Point-per-instance localization data:
-- Opening Marker --
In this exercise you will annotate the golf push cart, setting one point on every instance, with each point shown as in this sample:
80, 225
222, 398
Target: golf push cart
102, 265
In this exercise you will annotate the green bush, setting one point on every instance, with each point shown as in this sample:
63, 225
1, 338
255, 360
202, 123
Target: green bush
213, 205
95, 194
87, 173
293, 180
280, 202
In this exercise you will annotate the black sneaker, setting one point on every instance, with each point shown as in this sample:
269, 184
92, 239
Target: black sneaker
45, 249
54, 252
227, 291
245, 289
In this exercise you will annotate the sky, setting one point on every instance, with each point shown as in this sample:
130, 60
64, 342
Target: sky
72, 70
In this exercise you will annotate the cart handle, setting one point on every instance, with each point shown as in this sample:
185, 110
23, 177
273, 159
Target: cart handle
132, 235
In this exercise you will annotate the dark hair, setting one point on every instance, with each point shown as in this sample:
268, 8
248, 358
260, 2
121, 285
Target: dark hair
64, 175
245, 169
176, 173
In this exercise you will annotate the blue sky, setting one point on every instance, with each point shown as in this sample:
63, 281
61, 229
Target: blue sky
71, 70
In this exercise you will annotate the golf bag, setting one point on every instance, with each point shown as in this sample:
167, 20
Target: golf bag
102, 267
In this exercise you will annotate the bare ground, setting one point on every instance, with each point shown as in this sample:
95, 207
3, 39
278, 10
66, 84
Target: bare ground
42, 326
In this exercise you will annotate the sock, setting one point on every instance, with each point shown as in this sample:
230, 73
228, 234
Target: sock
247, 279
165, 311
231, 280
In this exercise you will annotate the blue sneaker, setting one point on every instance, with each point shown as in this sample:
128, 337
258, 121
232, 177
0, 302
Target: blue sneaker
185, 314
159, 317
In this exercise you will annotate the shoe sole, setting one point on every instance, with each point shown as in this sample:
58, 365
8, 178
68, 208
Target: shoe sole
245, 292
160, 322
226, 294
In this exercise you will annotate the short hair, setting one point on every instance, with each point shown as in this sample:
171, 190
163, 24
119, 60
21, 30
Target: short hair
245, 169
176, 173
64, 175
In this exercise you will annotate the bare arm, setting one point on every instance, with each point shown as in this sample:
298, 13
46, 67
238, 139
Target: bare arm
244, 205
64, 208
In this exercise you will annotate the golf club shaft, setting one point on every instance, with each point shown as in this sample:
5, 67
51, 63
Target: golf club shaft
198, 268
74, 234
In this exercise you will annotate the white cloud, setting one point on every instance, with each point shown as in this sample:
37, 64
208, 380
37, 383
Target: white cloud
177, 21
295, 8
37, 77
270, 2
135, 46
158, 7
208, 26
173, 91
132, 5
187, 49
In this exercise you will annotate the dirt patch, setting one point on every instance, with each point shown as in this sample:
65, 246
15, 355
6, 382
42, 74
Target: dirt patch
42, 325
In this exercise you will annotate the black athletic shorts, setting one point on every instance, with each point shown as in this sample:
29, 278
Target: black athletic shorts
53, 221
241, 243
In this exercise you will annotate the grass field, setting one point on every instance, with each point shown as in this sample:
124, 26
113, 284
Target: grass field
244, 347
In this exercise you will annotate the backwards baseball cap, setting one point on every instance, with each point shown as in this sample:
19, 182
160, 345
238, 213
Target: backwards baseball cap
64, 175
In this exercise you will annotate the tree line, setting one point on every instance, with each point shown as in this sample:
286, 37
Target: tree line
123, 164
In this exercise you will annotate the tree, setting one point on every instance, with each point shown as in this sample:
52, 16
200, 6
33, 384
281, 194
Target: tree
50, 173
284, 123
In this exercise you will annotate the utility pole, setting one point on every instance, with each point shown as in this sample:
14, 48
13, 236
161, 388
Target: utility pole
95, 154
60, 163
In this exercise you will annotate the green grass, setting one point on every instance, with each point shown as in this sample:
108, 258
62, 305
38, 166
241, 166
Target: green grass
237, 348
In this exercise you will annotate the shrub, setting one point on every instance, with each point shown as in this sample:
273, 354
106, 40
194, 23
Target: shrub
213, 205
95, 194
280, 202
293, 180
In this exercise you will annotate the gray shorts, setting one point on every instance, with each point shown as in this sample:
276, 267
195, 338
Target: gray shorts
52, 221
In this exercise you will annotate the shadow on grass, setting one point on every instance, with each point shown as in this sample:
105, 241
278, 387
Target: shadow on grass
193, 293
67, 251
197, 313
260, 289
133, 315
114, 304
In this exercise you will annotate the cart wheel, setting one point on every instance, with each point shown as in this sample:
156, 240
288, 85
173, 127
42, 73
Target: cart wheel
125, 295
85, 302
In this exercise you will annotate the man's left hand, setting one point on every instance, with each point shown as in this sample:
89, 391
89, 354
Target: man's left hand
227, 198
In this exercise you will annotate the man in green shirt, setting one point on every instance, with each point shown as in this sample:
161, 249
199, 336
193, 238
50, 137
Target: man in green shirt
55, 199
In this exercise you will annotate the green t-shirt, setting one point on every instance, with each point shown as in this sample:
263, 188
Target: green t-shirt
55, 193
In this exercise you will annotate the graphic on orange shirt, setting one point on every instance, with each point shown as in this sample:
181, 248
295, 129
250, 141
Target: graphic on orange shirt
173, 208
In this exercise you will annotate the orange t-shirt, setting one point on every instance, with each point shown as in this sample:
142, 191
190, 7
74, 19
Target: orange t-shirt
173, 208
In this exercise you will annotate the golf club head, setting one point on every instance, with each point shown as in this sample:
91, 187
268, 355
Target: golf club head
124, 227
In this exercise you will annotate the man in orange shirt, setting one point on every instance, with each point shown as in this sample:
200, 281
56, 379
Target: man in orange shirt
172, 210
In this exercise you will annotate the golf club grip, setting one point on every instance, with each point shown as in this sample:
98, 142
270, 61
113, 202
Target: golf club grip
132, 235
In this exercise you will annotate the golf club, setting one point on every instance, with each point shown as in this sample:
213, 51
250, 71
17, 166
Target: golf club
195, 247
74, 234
-- Closing Marker --
Each line of the data should be transcribed exactly.

-- The completed task --
In this exercise you will annotate the golf push cart, setting one point on every instance, with each point shown as in this sample:
80, 225
222, 398
Target: golf push cart
102, 265
In this exercise you will annotate the green bush, setting one point on every instance, with each point shown as in this sample:
63, 225
1, 338
255, 360
202, 123
Target: green bush
213, 205
95, 194
87, 173
293, 180
280, 202
In this exercise you will annotate the black sneaker, setting one point on every instance, with each point shown as in this sample:
269, 184
92, 239
Target: black sneaker
45, 249
54, 252
227, 291
245, 289
In this exercise you will annotate the sky, setting one point on every instance, with each point shown as in this sample:
130, 60
64, 342
Target: sky
72, 70
In this exercise you will annotate the cart handle, setting one point on every instance, with each point shown as in this sample:
185, 110
23, 177
273, 159
Target: cart handle
132, 235
In this exercise you will annotate the dark hair, setting one point on every instance, with each point shown as in this sample:
268, 8
248, 358
260, 2
121, 285
Target: dark hair
64, 175
245, 169
176, 173
In this exercise you will annotate the blue sky, setting one point on every instance, with each point shown as in this sample:
63, 281
61, 229
Target: blue sky
71, 70
In this exercise you will annotate the golf bag, setting one point on every instance, with each point shown as in this sample:
167, 20
Target: golf bag
102, 267
In this exercise you will annotate the bare ground, setting one point on every instance, with each point shown as in this sample:
95, 207
3, 39
278, 10
66, 84
Target: bare ground
42, 326
In this exercise you will annotate the sock, setting one point on every instance, with each point shown as in this sample:
230, 73
228, 234
Target: sock
247, 279
165, 311
231, 280
In this exercise you will annotate the blue sneaker, setting one point on every instance, with each point shown as in this sample:
128, 337
258, 121
232, 177
0, 302
Target: blue sneaker
185, 314
159, 317
In this exercise you will annotate the shoe sole, setting one point on every instance, with each point shown as in this sample:
58, 365
8, 178
68, 208
Target: shoe sole
245, 292
160, 322
226, 294
In this exercise you will annotate the short hair, setting one point on every instance, with each point shown as in this sample:
171, 190
163, 24
119, 60
21, 30
Target: short hair
245, 169
176, 173
64, 175
In this exercise you will annotate the bare arm, setting one point on every instance, with each point shown as in this sample:
298, 13
46, 67
238, 139
Target: bare arm
244, 205
64, 208
In this exercise you will annotate the golf club shaft, setting one point on every instance, with each point shown as in this sample:
5, 67
51, 63
Target: golf club shaft
198, 268
74, 234
In this exercise you will annotate the white cloud, setting one point on every instance, with each point shown as in this sample:
37, 64
208, 380
37, 383
Target: white cloud
177, 21
295, 8
37, 77
270, 2
135, 46
158, 7
208, 26
173, 91
132, 5
187, 49
In this exercise you will annotate the dirt patch, setting one point on every instance, with each point shown as in this sample:
65, 246
15, 355
6, 382
42, 74
Target: dirt patch
42, 325
In this exercise you will annotate the black athletic shorts, setting one point on every instance, with each point shown as in this sample:
29, 278
Target: black athletic shorts
53, 221
241, 243
In this exercise you will annotate the grass field, setting one point on every instance, with each point shown as in this sample:
124, 26
113, 284
Target: grass field
244, 347
In this exercise you will annotate the backwards baseball cap, setting one point on every instance, with each point shown as in this sample:
19, 182
160, 345
238, 213
Target: backwards baseball cap
64, 175
In this exercise you will annotate the tree line, setting one point on every instance, with each point shown as in this sample:
286, 37
Target: tree line
123, 164
In this exercise you will annotate the tree, setting one point on every instance, with each point shown as in this sample:
52, 16
200, 6
33, 384
281, 194
Target: tree
50, 173
284, 123
In this exercise you will annotate the utility pole, setting one point on every instance, with each point shown as in this sample:
14, 48
13, 236
161, 388
Target: utility pole
95, 154
60, 163
In this exercise you will annotate the green grass, setting one point on every instance, with each point shown as in this sample:
108, 258
62, 305
38, 166
241, 166
Target: green grass
237, 348
In this exercise you will annotate the shrub, setting one point on every instance, with each point shown as in this sample:
273, 354
106, 40
194, 23
Target: shrub
213, 205
95, 194
280, 202
293, 180
In this exercise you will annotate the gray shorts, setting one point on every instance, with each point shown as in this sample:
276, 267
195, 338
Target: gray shorts
52, 221
In this exercise you will annotate the shadow on grass, setting one point on every instance, with each point shown as in this sample:
105, 241
278, 387
Target: shadow on grass
193, 293
67, 251
197, 313
260, 289
133, 315
114, 304
In this exercise you will annotate the cart wheel, setting one point on every instance, with each point shown as in this sample:
156, 240
288, 85
173, 127
42, 73
Target: cart wheel
125, 295
85, 302
In this exercise you will annotate the man's left hand, setting one point on every instance, with each point shown as in this sample:
89, 391
89, 354
Target: man's left hand
227, 198
In this exercise you will annotate the man in green shirt, setting one point on every instance, with each point shown as in this sample:
161, 249
199, 336
193, 238
50, 137
Target: man in green shirt
55, 199
In this exercise you will annotate the green t-shirt, setting one point on every instance, with each point shown as in this sample:
263, 188
Target: green t-shirt
55, 193
In this exercise you will annotate the graphic on orange shirt, setting one point on every instance, with each point shown as in this sample:
181, 248
295, 129
250, 141
Target: graphic on orange shirt
173, 208
In this exercise you will annotate the orange t-shirt, setting one point on every instance, with each point shown as in this sample:
142, 191
190, 7
74, 19
Target: orange t-shirt
173, 208
In this exercise you will annotate the golf club head, setting one point on every instance, with each point shown as in this sample:
91, 187
268, 355
Target: golf club head
124, 227
In this exercise you will annotate the man in orange shirt, setting one point on every instance, with each point shown as in this sample:
200, 281
56, 379
Target: man in orange shirt
172, 210
In this exercise you will annotate the golf club grip, setting one point on every instance, with each point shown as in this sample:
98, 142
270, 61
113, 202
Target: golf club grip
132, 235
In this exercise you will annotate the golf club, setting one point on every instance, with each point shown as in this sample:
213, 51
250, 71
17, 166
Target: golf club
195, 247
74, 234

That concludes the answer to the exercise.